■ Exercise: Can you write out, word for word, the stretch of the Feline album article below that lies between "There were three" and "Norvegicus in 1977.", inclusive?

Studio album by The Stranglers
- Released: 14 January 1983
- Recorded: September 1982
- Studio: ICP Studios in Brussels, Belgium
- Genre: New wave
- Length: 38:31
- Label: Epic
- Producer: The Stranglers; Steve Churchyard;

The Stranglers chronology
| La Folie (1981) | Feline (1983) | Aural Sculpture (1984) |

Singles from Feline
- "European Female" Released: 21 December 1982; "Midnight Summer Dream" Released: 26 February 1983; "Paradise" Released: July 1983;

= Feline (The Stranglers album) =

1983 studio album by the Stranglers

Feline is the seventh studio album by the Stranglers and was released on 14 January 1983 on the Epic record label, their first for the label. The first edition came with a free one-sided 7" single "Aural Sculpture Manifesto". Feline drew heavily on two of the dominant musical influences in Europe of the time, by using primarily acoustic guitars and electronic drums as well as synthesizers. The American edition of the album included the British hit single "Golden Brown" as the closing track on side one of the original vinyl (and the fifth song in on the CD version).

Feline peaked higher than their previous studio album release, La Folie, reaching No. 4 in the UK Albums Chart.

There were three singles released from Feline: the first was "European Female" which reached No. 9 in the UK Singles Chart in January 1983, and was followed by a remixed 7" version of "Midnight Summer Dream" in February (which peaked at No. 35 in the UK). The third and final single released was "Paradise" (released in July 1983) which reached No. 48.

Professional ratings
Review scores
| Source | Rating |
| AllMusic |  |
| Smash Hits | 8/10 |

==Reception==
The album received a mixed reception from fans and critics alike. Some fans embraced the band's new sound, while others felt it wasn't the same band that recorded their debut Rattus Norvegicus in 1977.

Trouser Press described the album as "restrained and dignified, but also lackluster and boring." Alex Ogg, in a retrospective two and a half stars review for AllMusic, wrote, "While not an instant classic, it does repay repeated listening ... Instead of the belligerent tunefulness of yesteryear, the Stranglers were trying to expand their sound and reach. Too often on this lackluster effort, however, it comes across as boring and unengaging.

■ Listing:
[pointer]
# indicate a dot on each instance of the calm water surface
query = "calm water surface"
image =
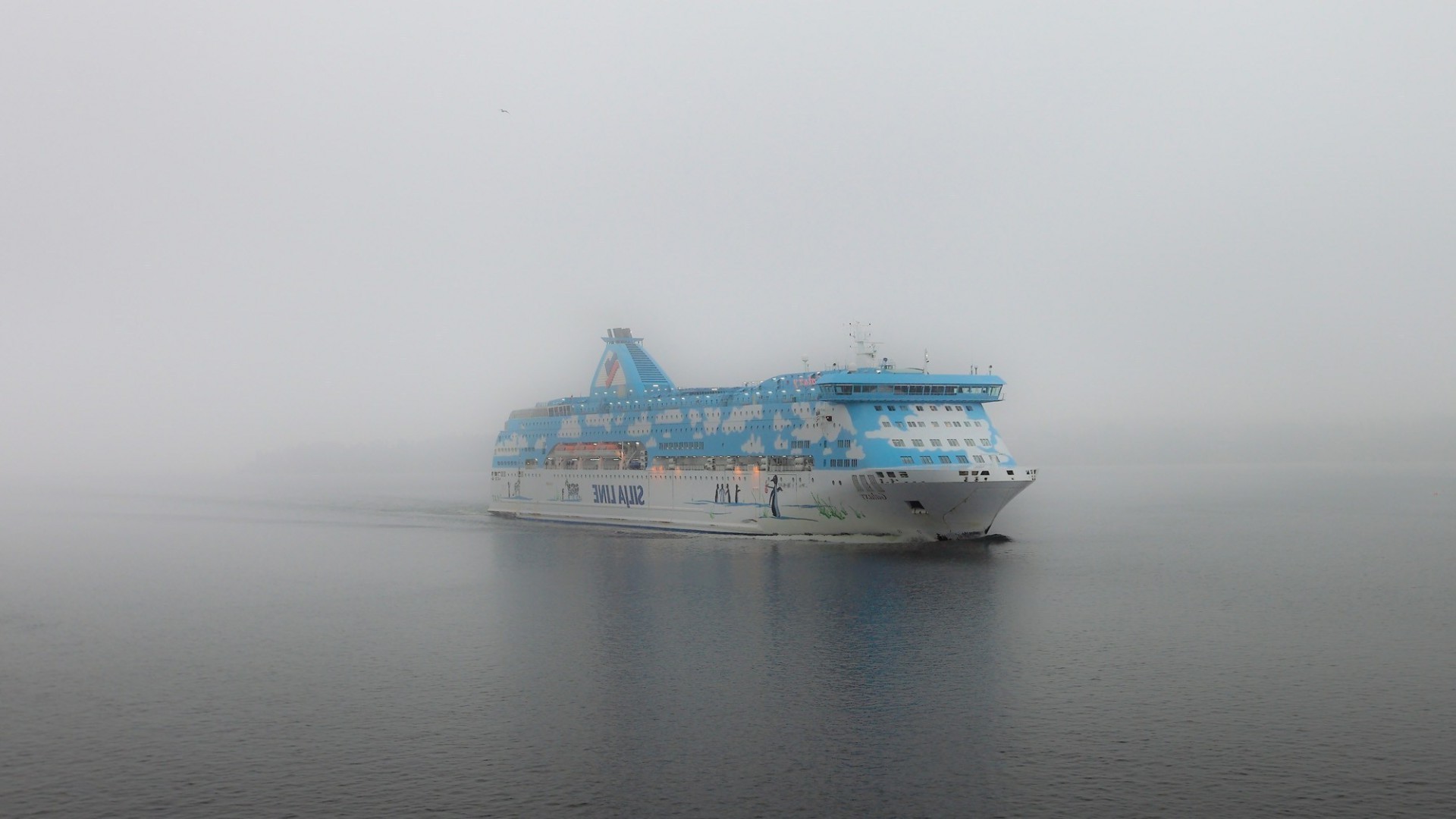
(1155, 642)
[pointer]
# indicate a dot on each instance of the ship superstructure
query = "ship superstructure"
(865, 449)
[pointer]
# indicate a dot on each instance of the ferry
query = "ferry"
(868, 449)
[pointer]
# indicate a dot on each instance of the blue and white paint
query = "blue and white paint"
(870, 449)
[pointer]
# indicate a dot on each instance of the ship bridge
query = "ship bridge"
(878, 385)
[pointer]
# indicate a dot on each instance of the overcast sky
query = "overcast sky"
(228, 229)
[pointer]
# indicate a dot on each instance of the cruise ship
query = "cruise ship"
(868, 449)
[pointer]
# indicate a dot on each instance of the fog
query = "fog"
(1178, 231)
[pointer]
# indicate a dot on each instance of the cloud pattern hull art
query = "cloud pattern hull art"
(870, 449)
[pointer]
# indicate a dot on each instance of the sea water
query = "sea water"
(1150, 642)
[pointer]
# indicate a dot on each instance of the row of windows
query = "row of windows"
(918, 409)
(937, 442)
(946, 458)
(902, 425)
(734, 463)
(915, 390)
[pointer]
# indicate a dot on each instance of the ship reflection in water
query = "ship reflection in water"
(1212, 642)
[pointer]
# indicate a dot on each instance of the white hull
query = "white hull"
(927, 504)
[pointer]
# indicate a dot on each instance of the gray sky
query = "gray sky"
(232, 229)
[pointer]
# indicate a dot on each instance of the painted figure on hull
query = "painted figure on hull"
(774, 496)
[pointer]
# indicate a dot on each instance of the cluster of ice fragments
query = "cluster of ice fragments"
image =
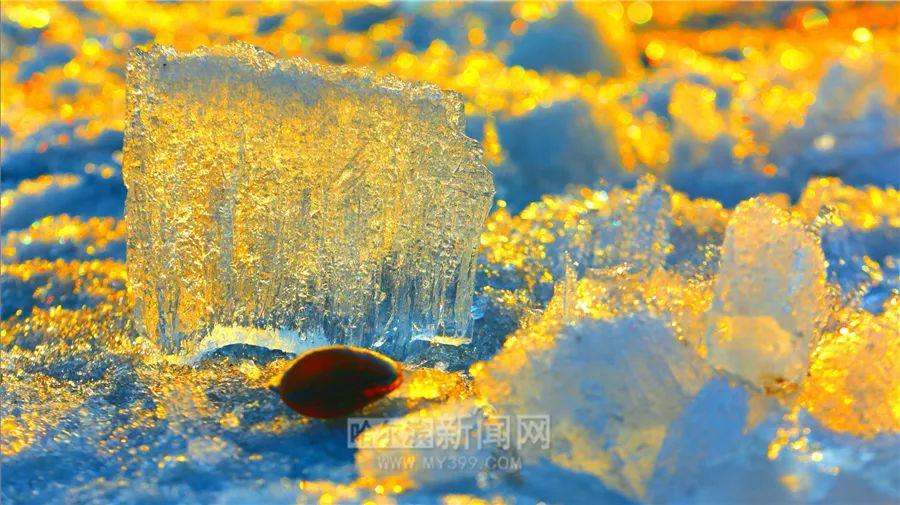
(325, 202)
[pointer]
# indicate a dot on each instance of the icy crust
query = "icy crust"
(327, 201)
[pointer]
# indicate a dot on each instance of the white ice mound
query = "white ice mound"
(769, 296)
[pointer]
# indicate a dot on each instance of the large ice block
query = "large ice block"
(284, 195)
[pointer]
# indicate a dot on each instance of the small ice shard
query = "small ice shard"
(769, 296)
(283, 195)
(610, 387)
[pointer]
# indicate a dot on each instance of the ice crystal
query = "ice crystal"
(769, 296)
(280, 194)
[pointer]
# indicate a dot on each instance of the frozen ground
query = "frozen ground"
(689, 341)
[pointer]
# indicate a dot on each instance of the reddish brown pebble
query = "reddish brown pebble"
(335, 381)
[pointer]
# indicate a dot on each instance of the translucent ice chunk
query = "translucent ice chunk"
(280, 194)
(769, 295)
(610, 387)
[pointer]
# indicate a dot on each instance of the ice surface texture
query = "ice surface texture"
(769, 296)
(281, 194)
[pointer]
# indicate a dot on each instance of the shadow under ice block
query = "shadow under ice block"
(325, 202)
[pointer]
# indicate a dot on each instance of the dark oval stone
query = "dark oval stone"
(335, 381)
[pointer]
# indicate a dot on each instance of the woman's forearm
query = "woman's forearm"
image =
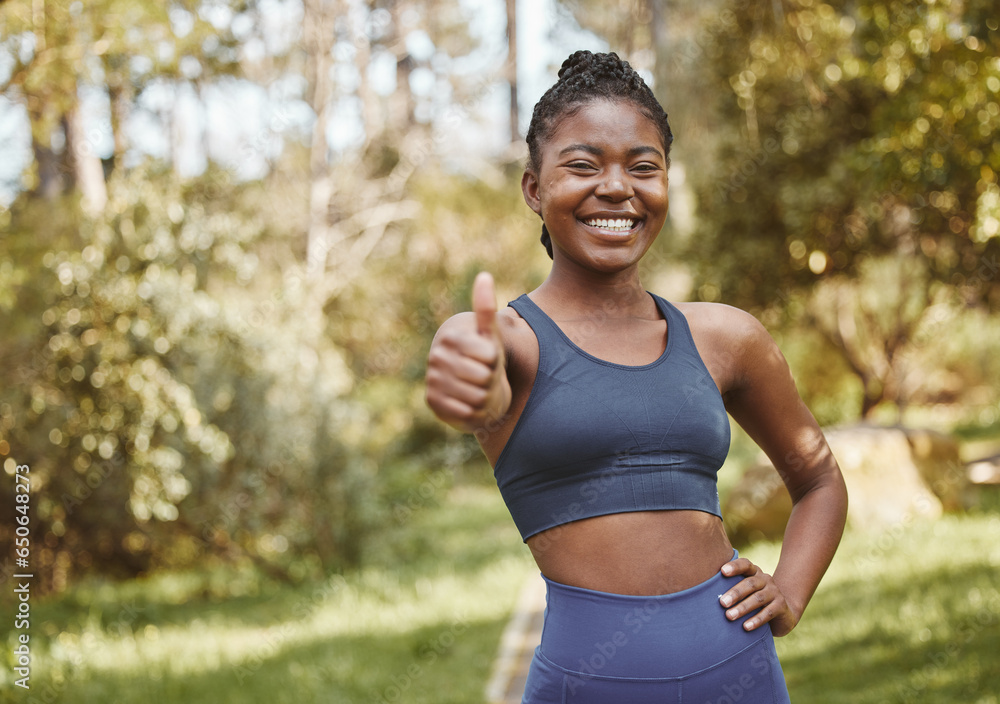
(812, 535)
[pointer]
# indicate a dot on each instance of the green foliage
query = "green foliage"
(169, 404)
(864, 129)
(917, 606)
(428, 627)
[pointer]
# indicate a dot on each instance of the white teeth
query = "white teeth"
(619, 225)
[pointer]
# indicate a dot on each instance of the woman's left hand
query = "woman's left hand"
(757, 592)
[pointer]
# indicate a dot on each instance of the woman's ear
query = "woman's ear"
(529, 187)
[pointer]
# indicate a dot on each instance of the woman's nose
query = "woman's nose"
(615, 185)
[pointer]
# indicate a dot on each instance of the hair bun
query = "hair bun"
(577, 58)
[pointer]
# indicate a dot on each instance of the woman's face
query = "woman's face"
(601, 187)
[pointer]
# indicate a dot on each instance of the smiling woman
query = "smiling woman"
(603, 410)
(605, 176)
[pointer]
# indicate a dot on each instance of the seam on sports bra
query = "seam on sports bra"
(532, 394)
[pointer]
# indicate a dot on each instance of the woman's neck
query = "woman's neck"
(568, 294)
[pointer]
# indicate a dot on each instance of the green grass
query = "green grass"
(906, 615)
(910, 614)
(425, 632)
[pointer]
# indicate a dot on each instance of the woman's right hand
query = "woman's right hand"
(467, 384)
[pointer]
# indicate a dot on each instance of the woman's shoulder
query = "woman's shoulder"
(721, 320)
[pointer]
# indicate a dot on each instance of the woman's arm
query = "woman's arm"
(764, 401)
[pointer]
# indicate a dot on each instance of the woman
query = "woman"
(603, 410)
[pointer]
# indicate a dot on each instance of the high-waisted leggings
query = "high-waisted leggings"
(602, 648)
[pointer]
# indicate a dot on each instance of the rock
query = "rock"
(893, 476)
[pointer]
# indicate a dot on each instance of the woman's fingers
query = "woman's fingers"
(756, 594)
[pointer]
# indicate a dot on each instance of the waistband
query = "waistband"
(620, 635)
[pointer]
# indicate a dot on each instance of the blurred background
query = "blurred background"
(232, 227)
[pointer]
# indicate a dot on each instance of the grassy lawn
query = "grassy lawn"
(425, 633)
(906, 615)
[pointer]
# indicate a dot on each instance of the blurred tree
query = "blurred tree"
(202, 367)
(864, 155)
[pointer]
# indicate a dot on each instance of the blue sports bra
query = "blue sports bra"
(597, 438)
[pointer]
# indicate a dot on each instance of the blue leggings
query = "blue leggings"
(602, 648)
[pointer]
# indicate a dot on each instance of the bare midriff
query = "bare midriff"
(642, 553)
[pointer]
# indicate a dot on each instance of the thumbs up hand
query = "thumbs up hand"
(467, 384)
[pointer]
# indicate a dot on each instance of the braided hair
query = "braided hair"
(583, 78)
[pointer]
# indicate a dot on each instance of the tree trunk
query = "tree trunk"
(511, 69)
(88, 172)
(317, 35)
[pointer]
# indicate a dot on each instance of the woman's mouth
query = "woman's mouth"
(618, 225)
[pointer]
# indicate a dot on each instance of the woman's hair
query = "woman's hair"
(583, 78)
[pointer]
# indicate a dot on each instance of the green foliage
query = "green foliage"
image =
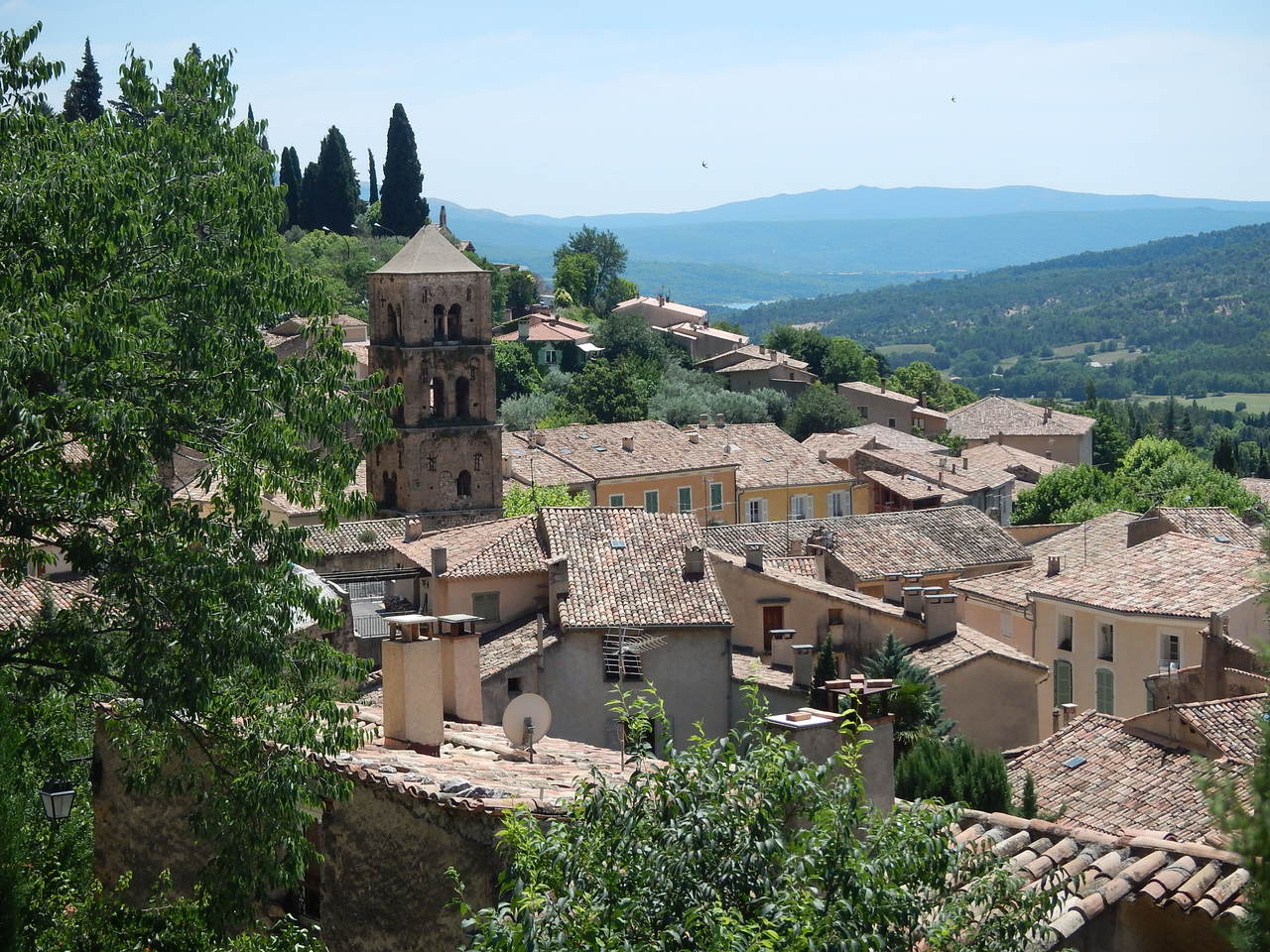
(404, 209)
(84, 95)
(515, 370)
(952, 772)
(740, 843)
(820, 409)
(524, 500)
(150, 261)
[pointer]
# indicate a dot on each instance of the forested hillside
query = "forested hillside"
(1182, 315)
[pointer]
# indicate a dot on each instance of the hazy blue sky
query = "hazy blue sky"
(576, 108)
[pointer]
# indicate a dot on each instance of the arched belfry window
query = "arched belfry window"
(462, 391)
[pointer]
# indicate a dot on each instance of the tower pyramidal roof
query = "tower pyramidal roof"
(429, 253)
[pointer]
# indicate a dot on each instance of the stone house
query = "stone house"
(1039, 430)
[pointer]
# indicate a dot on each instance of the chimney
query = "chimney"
(1213, 658)
(912, 597)
(803, 657)
(558, 585)
(940, 615)
(893, 588)
(694, 562)
(413, 714)
(460, 669)
(754, 556)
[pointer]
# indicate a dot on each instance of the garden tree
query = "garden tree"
(403, 209)
(335, 185)
(524, 500)
(150, 258)
(921, 380)
(515, 370)
(84, 95)
(740, 843)
(916, 699)
(955, 772)
(610, 258)
(578, 276)
(290, 176)
(820, 409)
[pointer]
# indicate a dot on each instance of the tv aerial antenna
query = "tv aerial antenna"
(527, 721)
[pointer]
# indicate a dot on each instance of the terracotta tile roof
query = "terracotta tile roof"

■ Solution for this problem:
There were three singles released from Feline: the first was "European Female" which reached No. 9 in the UK Singles Chart in January 1983, and was followed by a remixed 7" version of "Midnight Summer Dream" in February (which peaked at No. 35 in the UK). The third and final single released was "Paradise" (released in July 1983) which reached No. 48.

Professional ratings
Review scores
| Source | Rating |
| AllMusic |  |
| Smash Hits | 8/10 |

==Reception==
The album received a mixed reception from fans and critics alike. Some fans embraced the band's new sound, while others felt it wasn't the same band that recorded their debut Rattus Norvegicus in 1977.